__WHAT YOU WILL DO__.
a - In the woodworking machinery discussion, change "circuit board" to "control board" and give everything from "The electronics are" down to "the same city.".
b - In the woodworking machinery discussion, how many knives are set on the last 80 mm of the jointer head?

__EXCERPT TO READ__.

We have pretty much gone to carbide in the Tersa heads. We have not bought any Tersa brand knives for a while. Leitz makes a HSS Tersa clone that lasts almost as long as the carbide and heals itself from small nicks. They are pricy, though. We had a set of carbide Leitz in our S4S machine that went almost a year before sharpening and ran a few thousand feet of rustic white oak without tearing anything up. For the past month we have been using Tegra (sp) HSS clones in the planer and so far they seem better than the Tersa HSS. I don’t think it’s a perfect world with any of the knife or head combinations available today when all costs, cut quality and maintenance are considered. You just have to figure out what is best for your shop.

The carbide does not cut as well as the HSS. This is not so noticeable in the S4S and planer because of the hold down pressure, but on the jointer when hand facing, you can feel more resistance. We have the jointer set up with 2 knives across most of the head and 4 knives the last 80 mm where we do our edge jointing for glue up. We use the power feed a lot for facing. If I were a 1 man furniture shop I would use 4 knives in the jointer. The planer and S4S are run with 2 knives per head unless we are planing difficult grain.

For our type shop the Martins are ideal. We usually work in small batches to a set thickness that is easily achieved without test pieces. The rubber rollers produce snipe free planing without any adjustment, no knife sharpening required. The planer runs tall boards on edge squarely better than any other I have used. The planer with its rubber feed rolls does slip a little when the knives get dull. A little waxlit in a spray bottle takes care of this. The jointer is the same - low maintenance easy use, the fence is simple and accurate to set, and the outfield table only needs to be adjusted if you go between carbide and steel knives. We still use it for all our edge glue-ups, even having a straight line rip. It does a better joint and is always right on.

The electronics are a worry on these new machines. All our electronic stuff is getting 4 to 6 years old and I keep thinking some day we will blow something out. We did lose a shaper circuit board and VFD on our spray booth during a lightening storm. Got new ones quick, but it was expensive. They had an electric troubleshooting course at the Vegas show that I would have liked to attend. Looking at the electronics on the routers is very scary.

From contributor C:

Contributor J, I don't remember the distance between CB and PB exactly. I would have to measure one. I no longer rep Whitney. After 53 years, they decided to sell direct in my territory because they are located in the same city.

__SUPPLIED RECORDS__.
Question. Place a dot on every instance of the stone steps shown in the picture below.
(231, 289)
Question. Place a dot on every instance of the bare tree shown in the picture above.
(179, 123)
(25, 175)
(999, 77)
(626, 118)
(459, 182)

__FULL ANSWERS__.
a -
The electronics are a worry on these new machines. All our electronic stuff is getting 4 to 6 years old and I keep thinking some day we will blow something out. We did lose a shaper control board and VFD on our spray booth during a lightening storm. Got new ones quick, but it was expensive. They had an electric troubleshooting course at the Vegas show that I would have liked to attend. Looking at the electronics on the routers is very scary.

From contributor C:

Contributor J, I don't remember the distance between CB and PB exactly. I would have to measure one. I no longer rep Whitney. After 53 years, they decided to sell direct in my territory because they are located in the same city.

b - Four knives.